Texto mostrado:
ADR-020: Patroni para Postgres HA¶
- Status: Accepted
- Date: 2026-05-14
- Tags: infrastructure, ha, postgres, phase-1
Context and Problem Statement¶
Phase 0 del MVP es single-node Postgres. Phase 1 requiere HA para SLA > 99%. ¿Qué tool de HA usamos?
Decision Drivers¶
- Patroni es maduro (battle-tested en Consul, Vault, Stack Overflow, etc.)
- Failover automático en ~30s
- Streaming replication built-in de Postgres
- etcd/Consul backend para coordination
Considered Options¶
- Patroni — orchestration layer encima de Postgres
- Stolon — alternative orchestrator
- repmgr — replication manager (older)
- pg_auto_failover — Microsoft-developed
- Cloud managed (RDS Multi-AZ, Cloud SQL HA)
- Custom failover scripting
Decision Outcome¶
Chosen option: Patroni para self-hosted, cloud managed HA para SaaS deployments.
Positive Consequences¶
- Failover automático (no human intervention)
- Battle-tested at scale
- etcd como DCS (distributed config store) standard
- Excellent docs
- Active community
- CLI tooling maduro (
patronictl)
Negative Consequences¶
- Operational complexity (3+ Postgres nodes + etcd cluster)
- etcd requires its own ops
- Failover ~30s (slower than Raft theoretical <1s)
- Split-brain risks if etcd partitioned
Architecture¶
flowchart TD
PGB["PgBouncer<br/>(connection pool)"]
subgraph PGCluster[Postgres cluster]
PRIM["PG Primary<br/>(writes)"]
REP1["PG Replica 1<br/>(hot standby)"]
REP2["PG Replica 2<br/>(hot standby)"]
end
subgraph ETCD["etcd cluster (3 nodes)"]
E["• Leader election state<br/>• Cluster configuration"]
end
PGB -->|"writes → primary"| PRIM
PGB -->|"reads → any"| REP1
PGB -->|"reads → any"| REP2
PRIM <-->|repl| REP1
PRIM -->|repl| REP2
PRIM -.->|Patroni agent| ETCD
REP1 -.->|Patroni agent| ETCD
REP2 -.->|Patroni agent| ETCD
Configuration ejemplo¶
# /etc/patroni/patroni.yml
scope: workflow-engine
namespace: /service/
name: pg-node-1
restapi:
listen: 0.0.0.0:8008
connect_address: pg-node-1.internal:8008
etcd3:
hosts:
- etcd-1.internal:2379
- etcd-2.internal:2379
- etcd-3.internal:2379
bootstrap:
dcs:
ttl: 30
loop_wait: 10
retry_timeout: 10
maximum_lag_on_failover: 1048576 # 1MB max lag for failover candidate
postgresql:
use_pg_rewind: true
use_slots: true
parameters:
max_connections: 200
max_wal_size: 4GB
wal_level: replica
hot_standby: "on"
max_wal_senders: 10
max_replication_slots: 10
wal_keep_size: 1GB
archive_mode: "on"

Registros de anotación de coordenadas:
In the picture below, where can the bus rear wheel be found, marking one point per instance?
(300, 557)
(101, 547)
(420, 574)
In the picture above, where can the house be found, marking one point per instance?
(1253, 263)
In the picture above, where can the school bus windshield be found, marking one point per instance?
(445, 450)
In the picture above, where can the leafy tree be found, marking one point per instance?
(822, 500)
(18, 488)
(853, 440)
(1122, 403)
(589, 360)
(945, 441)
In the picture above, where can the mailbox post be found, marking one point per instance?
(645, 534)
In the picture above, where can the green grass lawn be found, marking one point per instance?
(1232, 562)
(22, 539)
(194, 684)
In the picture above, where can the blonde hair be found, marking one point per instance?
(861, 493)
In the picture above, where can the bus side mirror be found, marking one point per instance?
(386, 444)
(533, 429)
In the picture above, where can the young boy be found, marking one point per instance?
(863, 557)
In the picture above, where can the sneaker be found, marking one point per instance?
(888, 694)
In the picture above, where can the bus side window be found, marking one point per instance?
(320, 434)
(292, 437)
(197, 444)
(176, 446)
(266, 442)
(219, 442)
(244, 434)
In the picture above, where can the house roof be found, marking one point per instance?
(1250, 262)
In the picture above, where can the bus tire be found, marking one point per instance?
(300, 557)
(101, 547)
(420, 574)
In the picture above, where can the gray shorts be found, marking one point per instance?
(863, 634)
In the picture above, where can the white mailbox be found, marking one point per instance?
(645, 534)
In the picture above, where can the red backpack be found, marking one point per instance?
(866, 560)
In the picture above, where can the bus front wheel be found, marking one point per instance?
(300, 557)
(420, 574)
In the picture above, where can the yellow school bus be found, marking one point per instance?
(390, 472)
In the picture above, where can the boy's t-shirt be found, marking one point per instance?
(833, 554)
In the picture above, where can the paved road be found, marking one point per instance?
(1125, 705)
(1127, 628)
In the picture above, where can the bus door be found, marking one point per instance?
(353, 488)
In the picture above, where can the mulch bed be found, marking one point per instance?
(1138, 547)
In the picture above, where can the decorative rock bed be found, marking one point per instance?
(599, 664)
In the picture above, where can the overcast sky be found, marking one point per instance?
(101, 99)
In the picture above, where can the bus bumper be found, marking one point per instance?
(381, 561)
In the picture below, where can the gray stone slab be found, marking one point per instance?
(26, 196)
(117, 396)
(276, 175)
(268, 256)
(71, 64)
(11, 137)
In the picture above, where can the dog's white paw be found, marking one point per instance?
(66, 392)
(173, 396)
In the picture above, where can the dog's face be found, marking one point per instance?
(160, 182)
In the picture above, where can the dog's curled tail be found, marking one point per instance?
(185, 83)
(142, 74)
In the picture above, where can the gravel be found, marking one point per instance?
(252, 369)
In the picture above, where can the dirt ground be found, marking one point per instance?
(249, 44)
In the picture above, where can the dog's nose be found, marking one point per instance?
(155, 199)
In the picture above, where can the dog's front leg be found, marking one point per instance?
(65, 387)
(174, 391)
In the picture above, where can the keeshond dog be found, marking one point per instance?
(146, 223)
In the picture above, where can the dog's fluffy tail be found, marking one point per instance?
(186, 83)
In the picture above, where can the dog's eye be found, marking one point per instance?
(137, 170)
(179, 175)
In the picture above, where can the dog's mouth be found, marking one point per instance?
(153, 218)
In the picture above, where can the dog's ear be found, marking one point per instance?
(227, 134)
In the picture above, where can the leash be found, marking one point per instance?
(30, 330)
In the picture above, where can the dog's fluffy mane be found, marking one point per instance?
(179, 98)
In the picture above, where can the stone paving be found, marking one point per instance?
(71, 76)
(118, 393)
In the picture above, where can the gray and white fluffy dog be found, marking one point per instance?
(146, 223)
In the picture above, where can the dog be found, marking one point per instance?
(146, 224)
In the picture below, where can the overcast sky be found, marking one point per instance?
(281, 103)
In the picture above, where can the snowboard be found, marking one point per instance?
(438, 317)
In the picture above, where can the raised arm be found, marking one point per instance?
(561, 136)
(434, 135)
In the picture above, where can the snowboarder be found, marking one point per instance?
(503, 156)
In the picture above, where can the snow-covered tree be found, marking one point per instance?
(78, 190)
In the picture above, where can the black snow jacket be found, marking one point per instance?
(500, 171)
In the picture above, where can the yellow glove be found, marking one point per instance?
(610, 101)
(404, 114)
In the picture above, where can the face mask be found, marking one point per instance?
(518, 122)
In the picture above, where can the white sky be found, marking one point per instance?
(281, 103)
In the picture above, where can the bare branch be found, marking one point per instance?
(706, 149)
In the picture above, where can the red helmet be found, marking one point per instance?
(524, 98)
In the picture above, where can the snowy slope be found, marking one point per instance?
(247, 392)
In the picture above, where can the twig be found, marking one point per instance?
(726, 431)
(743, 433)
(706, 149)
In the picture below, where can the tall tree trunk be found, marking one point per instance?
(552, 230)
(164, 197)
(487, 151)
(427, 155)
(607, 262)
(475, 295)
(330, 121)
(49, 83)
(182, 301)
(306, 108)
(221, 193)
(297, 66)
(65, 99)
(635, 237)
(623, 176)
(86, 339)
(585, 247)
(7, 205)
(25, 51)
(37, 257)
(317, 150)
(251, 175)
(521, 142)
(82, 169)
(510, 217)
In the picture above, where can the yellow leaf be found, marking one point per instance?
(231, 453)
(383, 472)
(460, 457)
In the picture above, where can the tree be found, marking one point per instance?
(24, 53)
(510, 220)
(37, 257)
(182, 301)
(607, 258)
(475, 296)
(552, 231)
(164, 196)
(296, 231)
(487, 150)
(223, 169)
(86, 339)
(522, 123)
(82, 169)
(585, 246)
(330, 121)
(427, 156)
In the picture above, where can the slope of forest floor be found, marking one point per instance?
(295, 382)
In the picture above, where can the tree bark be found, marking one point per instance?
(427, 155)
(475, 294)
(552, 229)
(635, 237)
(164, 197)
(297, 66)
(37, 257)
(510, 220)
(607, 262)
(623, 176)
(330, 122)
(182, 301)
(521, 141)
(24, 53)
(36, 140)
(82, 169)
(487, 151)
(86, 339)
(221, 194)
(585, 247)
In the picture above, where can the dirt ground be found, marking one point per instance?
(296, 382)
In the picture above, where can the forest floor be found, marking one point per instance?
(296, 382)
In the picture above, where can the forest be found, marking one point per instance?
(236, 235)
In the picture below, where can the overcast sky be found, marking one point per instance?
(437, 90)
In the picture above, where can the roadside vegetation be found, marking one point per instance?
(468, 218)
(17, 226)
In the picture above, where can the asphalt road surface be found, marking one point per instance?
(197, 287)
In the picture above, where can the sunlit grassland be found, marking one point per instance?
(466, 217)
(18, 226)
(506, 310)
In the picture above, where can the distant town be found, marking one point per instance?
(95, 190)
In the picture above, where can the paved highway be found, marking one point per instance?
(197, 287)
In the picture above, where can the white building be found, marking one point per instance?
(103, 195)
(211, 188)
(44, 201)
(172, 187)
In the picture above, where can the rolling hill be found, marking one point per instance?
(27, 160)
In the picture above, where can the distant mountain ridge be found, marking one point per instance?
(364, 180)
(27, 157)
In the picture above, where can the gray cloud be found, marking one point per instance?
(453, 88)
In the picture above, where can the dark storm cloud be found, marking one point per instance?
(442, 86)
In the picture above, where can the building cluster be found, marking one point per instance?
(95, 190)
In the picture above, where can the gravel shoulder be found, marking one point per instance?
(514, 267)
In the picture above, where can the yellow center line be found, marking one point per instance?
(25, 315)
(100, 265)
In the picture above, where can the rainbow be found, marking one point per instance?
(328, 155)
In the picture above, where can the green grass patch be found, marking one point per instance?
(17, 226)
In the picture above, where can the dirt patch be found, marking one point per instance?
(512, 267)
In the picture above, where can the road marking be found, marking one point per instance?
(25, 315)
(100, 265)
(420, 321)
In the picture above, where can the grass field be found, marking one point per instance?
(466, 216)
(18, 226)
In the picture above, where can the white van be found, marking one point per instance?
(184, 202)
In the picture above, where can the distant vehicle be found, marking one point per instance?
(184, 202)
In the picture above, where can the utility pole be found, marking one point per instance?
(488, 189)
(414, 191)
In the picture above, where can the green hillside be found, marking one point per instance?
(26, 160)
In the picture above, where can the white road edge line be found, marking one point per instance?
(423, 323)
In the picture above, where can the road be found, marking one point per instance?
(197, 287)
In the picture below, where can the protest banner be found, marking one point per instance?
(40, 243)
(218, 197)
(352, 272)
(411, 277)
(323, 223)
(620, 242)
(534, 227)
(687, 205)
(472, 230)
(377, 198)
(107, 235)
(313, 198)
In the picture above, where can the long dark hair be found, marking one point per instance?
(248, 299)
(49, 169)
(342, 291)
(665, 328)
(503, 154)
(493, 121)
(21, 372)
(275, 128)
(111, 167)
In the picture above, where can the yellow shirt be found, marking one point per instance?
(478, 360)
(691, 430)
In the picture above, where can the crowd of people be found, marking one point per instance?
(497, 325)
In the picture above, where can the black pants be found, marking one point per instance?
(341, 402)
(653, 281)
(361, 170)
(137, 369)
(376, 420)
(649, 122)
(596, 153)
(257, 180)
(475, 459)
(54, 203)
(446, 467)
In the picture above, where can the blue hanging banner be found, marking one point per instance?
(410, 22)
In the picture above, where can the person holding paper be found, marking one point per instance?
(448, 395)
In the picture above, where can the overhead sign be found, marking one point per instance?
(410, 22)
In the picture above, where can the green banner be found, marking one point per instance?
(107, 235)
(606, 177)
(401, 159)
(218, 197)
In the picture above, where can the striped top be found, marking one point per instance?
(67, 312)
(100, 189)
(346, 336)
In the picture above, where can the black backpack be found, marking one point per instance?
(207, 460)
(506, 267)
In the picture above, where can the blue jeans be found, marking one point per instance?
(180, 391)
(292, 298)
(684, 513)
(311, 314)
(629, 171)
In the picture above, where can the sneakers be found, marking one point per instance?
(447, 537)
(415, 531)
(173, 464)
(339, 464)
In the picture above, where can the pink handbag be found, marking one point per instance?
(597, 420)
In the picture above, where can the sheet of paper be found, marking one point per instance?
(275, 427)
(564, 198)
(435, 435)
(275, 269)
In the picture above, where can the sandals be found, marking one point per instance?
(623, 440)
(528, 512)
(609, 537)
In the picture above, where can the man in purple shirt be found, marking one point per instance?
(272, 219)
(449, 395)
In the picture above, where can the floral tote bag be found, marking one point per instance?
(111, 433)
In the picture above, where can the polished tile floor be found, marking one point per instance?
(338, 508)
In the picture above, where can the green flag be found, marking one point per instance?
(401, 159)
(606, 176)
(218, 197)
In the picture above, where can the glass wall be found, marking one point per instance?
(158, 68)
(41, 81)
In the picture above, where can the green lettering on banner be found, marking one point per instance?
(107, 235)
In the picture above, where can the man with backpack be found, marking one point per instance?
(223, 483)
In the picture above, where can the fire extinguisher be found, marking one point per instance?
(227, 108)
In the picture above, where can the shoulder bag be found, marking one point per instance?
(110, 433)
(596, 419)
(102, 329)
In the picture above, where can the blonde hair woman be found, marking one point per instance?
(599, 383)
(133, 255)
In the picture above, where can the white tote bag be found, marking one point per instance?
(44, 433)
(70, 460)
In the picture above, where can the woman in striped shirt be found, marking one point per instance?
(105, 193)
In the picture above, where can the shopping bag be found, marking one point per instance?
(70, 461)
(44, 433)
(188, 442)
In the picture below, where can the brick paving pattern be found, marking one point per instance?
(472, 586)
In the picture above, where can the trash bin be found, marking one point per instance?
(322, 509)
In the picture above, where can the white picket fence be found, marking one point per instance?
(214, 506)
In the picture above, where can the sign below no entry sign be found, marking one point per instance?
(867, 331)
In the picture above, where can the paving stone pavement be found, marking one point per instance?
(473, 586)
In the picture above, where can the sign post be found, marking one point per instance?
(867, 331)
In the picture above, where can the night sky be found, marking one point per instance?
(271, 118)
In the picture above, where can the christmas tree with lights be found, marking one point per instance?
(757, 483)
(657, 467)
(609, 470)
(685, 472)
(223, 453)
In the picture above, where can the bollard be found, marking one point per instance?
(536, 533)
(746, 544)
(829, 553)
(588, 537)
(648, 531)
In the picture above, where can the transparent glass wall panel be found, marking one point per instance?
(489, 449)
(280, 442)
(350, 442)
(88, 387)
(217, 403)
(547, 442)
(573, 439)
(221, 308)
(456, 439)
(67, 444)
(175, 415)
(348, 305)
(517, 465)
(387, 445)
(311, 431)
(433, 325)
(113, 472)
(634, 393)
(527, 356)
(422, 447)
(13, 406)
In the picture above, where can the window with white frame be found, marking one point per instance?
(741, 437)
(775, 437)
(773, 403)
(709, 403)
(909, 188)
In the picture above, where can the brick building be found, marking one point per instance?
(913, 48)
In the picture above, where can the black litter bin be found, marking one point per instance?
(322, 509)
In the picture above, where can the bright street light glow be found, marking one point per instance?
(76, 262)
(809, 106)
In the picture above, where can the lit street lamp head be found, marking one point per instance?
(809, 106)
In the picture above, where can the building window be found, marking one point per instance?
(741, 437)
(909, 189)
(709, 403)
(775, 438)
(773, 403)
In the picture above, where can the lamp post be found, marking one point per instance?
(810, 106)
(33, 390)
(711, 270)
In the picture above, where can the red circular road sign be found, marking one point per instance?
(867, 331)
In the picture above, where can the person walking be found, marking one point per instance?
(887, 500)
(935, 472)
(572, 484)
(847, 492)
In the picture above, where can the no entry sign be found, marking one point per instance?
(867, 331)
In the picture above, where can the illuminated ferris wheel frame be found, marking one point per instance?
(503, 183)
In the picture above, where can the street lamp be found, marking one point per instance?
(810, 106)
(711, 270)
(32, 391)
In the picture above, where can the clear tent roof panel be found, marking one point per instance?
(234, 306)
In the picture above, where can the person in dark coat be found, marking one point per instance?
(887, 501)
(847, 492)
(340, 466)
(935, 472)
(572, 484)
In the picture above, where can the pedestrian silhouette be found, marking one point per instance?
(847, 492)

Conjunto de tareas:
(a) Transcribe del documento sobre Patroni el fragmento que empieza con las palabras que contienen "- Custom failover" y termina con "(no human intervention)".
(b) Por favor, enumera todas las opciones que el documento sobre Patroni recoge en el apartado "Considered Options".

Soluciones por tarea:
(a)
- Custom failover scripting
Decision Outcome¶
Chosen option: Patroni para self-hosted, cloud managed HA para SaaS deployments.
Positive Consequences¶
- Failover automático (no human intervention)

(b)
- Patroni: orchestration layer encima de Postgres
- Stolon: alternative orchestrator
- repmgr: replication manager (older)
- pg_auto_failover: Microsoft-developed
- Cloud managed (RDS Multi-AZ, Cloud SQL HA)
- Custom failover scripting